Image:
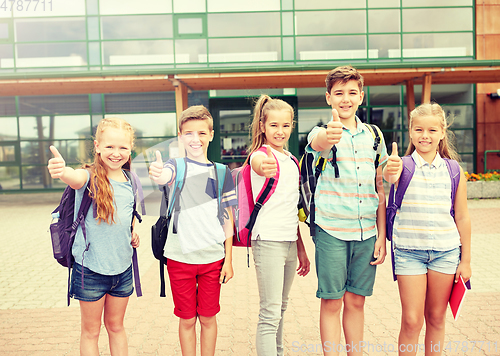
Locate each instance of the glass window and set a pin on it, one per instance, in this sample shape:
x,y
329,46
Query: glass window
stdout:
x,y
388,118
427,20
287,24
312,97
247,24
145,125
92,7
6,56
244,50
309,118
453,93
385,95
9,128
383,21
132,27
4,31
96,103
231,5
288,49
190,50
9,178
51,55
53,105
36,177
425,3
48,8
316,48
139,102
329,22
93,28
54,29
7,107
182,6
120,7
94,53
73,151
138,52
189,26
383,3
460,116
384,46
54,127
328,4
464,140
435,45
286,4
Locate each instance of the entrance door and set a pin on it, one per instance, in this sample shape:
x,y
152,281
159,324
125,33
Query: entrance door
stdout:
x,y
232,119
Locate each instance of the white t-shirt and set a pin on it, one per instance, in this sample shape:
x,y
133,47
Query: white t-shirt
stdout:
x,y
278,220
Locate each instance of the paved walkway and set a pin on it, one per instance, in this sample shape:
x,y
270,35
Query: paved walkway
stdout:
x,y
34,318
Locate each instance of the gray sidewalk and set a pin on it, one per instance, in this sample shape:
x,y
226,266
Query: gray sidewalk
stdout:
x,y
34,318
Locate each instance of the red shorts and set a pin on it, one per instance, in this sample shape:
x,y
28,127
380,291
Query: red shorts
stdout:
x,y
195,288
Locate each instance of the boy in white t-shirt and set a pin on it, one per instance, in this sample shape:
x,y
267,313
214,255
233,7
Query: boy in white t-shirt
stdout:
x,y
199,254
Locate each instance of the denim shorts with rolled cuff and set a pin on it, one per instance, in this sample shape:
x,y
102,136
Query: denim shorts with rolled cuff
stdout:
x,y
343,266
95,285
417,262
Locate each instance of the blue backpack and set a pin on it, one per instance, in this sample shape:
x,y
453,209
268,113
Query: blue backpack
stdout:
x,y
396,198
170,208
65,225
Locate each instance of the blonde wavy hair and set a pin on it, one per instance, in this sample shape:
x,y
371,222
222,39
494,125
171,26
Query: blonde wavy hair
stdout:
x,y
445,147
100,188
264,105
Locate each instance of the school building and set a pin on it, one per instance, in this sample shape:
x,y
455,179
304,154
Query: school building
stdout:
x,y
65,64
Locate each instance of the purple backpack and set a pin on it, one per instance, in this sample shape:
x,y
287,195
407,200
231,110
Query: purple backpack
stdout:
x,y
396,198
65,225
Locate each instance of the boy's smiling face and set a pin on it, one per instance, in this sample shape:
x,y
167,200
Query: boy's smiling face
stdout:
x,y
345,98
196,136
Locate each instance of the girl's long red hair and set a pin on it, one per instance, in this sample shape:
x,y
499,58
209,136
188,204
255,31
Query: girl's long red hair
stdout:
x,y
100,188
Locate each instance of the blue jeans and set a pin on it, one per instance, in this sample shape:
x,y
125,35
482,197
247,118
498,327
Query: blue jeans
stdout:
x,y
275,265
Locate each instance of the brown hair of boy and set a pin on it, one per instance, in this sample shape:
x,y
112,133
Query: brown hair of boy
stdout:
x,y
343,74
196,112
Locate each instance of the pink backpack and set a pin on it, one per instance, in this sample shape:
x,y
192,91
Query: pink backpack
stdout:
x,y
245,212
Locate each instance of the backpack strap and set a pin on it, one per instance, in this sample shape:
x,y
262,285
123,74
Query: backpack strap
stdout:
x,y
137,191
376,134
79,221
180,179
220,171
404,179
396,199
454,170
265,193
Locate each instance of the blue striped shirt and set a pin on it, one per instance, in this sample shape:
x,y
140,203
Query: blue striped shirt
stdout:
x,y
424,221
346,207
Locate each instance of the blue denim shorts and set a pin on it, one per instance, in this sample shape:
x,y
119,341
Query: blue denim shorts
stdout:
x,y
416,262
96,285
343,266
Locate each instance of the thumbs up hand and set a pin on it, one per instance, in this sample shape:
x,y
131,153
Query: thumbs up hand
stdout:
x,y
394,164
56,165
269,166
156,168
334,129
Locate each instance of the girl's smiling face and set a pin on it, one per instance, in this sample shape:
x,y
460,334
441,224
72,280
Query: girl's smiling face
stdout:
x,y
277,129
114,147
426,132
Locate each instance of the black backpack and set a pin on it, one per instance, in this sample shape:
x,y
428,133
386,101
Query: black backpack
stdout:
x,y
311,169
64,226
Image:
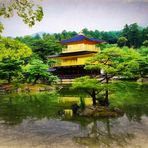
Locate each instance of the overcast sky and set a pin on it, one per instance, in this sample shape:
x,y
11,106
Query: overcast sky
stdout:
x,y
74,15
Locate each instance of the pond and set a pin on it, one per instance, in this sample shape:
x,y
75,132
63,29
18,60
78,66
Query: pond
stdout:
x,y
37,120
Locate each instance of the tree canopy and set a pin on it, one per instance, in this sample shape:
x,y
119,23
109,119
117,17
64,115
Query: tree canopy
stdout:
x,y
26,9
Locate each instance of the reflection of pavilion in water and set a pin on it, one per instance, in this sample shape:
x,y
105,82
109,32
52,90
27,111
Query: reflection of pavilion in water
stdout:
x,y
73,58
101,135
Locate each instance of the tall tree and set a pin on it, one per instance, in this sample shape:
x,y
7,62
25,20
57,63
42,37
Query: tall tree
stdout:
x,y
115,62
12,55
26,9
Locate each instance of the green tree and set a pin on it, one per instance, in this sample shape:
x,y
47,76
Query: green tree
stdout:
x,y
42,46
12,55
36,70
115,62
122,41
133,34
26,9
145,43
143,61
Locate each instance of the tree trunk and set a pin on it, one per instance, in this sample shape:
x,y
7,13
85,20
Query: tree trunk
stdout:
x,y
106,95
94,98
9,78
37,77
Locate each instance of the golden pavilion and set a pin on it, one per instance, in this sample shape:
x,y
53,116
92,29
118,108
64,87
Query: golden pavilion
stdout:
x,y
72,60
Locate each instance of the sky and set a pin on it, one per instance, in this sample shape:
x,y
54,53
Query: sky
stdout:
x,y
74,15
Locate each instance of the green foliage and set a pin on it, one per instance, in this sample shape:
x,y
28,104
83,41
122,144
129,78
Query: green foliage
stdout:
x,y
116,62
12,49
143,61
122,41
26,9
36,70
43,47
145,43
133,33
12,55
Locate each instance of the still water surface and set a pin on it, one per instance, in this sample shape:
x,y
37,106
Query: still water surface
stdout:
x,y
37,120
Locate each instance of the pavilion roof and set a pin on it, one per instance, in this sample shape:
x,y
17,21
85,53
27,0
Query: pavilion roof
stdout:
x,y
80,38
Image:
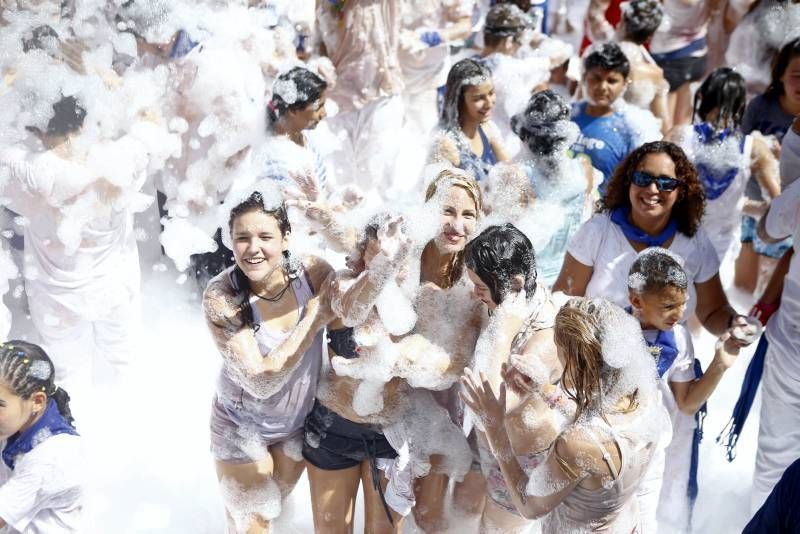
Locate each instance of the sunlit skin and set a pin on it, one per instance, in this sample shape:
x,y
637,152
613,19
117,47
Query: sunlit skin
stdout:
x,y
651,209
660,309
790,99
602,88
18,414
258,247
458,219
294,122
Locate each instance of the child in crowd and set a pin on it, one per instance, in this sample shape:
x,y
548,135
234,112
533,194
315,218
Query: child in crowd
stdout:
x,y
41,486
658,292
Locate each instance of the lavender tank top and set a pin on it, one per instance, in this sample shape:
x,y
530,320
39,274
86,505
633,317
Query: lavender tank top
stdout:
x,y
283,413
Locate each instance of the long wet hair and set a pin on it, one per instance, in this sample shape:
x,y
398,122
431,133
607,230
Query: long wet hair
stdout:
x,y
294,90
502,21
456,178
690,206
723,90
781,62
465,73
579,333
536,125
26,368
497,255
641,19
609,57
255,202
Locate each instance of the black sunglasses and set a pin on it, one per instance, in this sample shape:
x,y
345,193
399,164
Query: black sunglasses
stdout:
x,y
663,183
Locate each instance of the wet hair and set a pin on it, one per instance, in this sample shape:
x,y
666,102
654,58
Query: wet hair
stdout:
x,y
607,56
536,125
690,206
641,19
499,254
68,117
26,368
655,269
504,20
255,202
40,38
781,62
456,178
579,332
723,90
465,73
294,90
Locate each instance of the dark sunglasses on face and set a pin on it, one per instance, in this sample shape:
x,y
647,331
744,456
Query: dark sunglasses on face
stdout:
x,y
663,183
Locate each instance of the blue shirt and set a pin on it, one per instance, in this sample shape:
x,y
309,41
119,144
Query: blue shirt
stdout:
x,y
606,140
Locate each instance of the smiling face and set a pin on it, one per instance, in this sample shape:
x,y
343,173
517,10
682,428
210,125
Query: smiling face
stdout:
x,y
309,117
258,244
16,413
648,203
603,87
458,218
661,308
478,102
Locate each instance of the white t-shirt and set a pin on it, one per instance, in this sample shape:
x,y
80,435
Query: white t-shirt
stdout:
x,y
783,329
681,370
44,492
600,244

==========

§ **TASK ITEM**
From the listing above, repeat exactly the lines starting at the line that includes "Query: child in crowd" and ending at the line that includes "Query: long wet hair", with nothing outside that span.

§ **WRITTEN ANSWER**
Query: child in crowd
stdout:
x,y
41,486
658,292
Locate each instance of the lavender tank top and set a pin on it, one per instance, in this sample shape:
x,y
530,320
39,274
86,505
633,317
Query: lavender tank top
stdout:
x,y
283,413
Locate each instance of the long wet hair and set a pin on it, one per instance, in this sample shape:
x,y
398,122
431,133
607,230
Query: long wet hair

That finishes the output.